(Exercise):
Each line in the entries below that holds the string "hand" is to be listed.

(Data for this exercise):
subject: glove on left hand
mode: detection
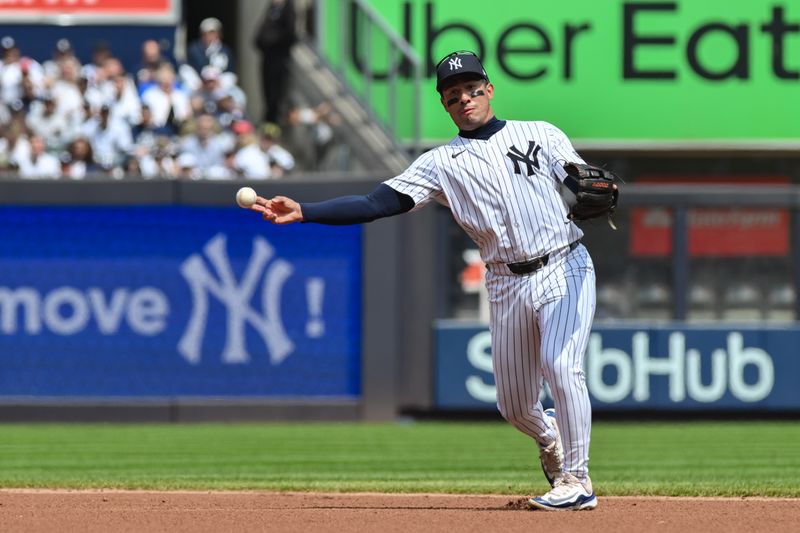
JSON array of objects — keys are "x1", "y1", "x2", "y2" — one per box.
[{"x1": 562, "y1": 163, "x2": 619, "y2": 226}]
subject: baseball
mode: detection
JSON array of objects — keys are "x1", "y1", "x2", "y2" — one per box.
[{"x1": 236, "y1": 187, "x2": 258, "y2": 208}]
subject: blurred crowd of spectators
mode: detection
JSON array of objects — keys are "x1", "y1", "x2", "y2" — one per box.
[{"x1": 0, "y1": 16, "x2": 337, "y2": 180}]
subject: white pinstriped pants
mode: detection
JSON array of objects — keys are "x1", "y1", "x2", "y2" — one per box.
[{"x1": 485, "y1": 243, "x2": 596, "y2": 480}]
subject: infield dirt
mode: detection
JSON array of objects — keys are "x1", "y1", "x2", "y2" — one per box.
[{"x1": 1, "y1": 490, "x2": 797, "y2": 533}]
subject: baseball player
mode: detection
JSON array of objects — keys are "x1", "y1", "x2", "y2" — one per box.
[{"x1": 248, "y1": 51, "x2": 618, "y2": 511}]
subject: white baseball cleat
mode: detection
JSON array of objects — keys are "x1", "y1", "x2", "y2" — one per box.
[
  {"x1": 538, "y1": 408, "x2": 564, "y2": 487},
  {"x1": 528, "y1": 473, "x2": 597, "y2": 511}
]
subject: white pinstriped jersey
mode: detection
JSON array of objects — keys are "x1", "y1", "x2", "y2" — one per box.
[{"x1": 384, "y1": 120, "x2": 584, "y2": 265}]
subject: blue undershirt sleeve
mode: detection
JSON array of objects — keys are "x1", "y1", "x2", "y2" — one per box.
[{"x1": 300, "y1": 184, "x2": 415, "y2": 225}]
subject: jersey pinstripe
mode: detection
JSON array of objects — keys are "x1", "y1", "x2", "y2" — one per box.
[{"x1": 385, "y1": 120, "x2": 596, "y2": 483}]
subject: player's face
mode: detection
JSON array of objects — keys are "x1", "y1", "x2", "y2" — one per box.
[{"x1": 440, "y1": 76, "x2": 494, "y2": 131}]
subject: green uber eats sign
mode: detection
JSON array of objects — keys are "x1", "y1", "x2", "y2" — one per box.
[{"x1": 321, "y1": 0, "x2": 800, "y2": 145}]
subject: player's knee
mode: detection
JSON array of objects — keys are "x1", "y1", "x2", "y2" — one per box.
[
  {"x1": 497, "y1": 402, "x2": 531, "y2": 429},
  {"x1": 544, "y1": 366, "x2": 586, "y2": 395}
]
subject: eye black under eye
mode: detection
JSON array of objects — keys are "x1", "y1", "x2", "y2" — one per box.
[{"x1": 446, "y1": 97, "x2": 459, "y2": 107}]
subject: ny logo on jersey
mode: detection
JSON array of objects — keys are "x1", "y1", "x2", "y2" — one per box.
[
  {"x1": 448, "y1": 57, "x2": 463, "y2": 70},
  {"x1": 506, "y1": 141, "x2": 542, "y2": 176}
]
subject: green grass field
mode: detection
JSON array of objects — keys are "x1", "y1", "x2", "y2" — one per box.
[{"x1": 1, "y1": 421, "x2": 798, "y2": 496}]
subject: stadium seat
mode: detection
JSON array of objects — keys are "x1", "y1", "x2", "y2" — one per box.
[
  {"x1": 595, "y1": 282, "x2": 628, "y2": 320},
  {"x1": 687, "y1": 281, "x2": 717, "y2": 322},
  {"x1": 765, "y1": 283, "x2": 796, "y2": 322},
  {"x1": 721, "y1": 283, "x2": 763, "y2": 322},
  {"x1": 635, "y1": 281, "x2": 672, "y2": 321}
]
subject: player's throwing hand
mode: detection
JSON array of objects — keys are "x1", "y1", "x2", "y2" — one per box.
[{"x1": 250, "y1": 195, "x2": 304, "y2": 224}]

--

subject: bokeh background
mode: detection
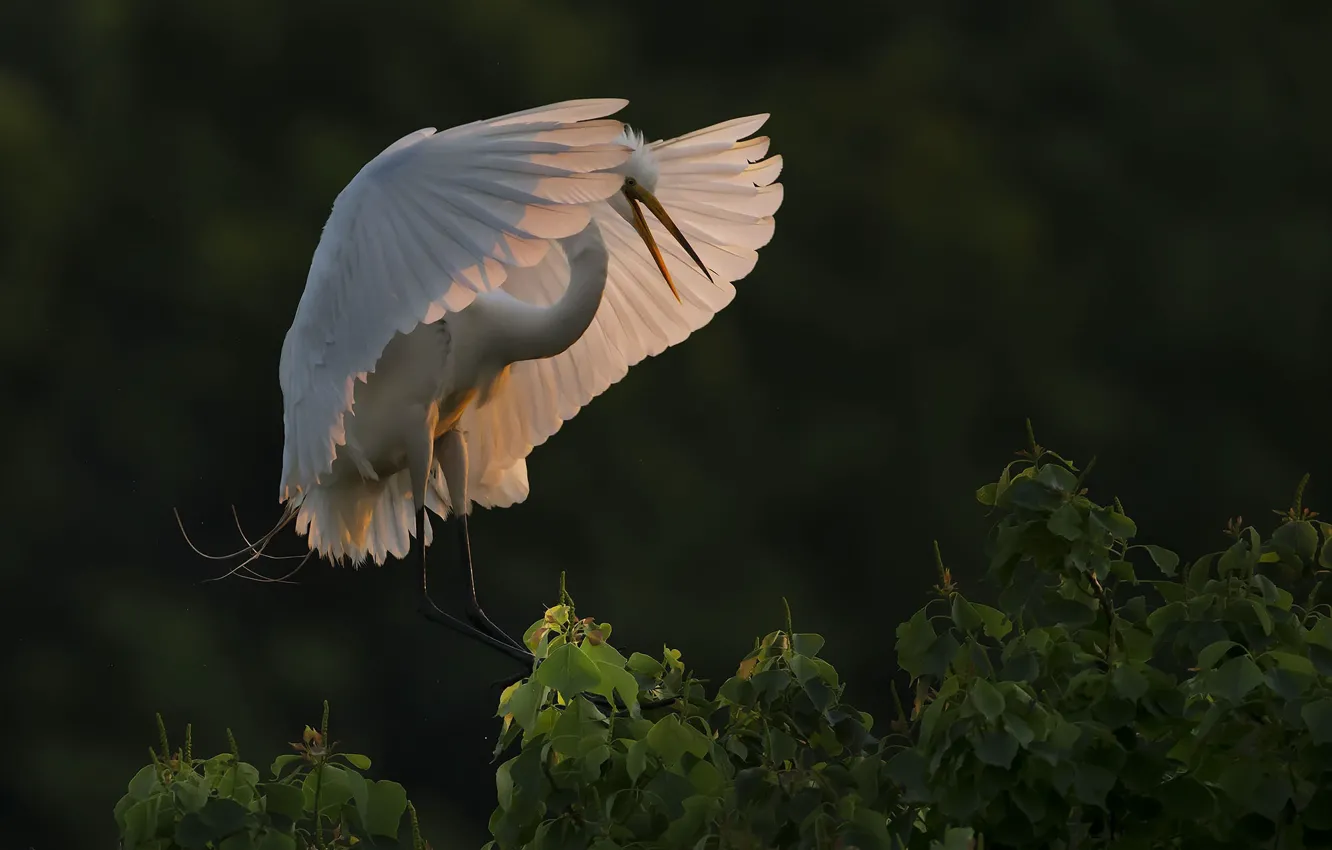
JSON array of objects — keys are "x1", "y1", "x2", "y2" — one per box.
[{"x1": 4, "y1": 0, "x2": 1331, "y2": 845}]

--

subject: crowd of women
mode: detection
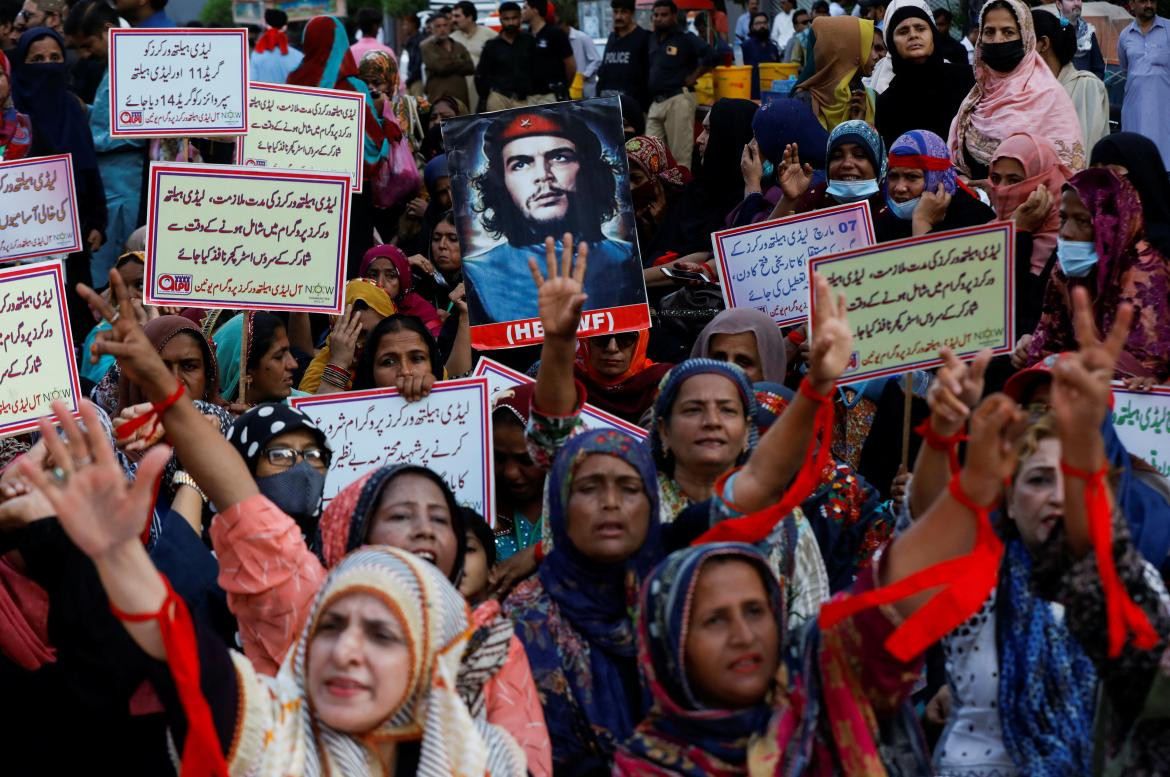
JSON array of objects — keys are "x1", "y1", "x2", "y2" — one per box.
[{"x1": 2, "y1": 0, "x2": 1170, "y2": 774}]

(Solution):
subject: glove on left hand
subject: player's throwing hand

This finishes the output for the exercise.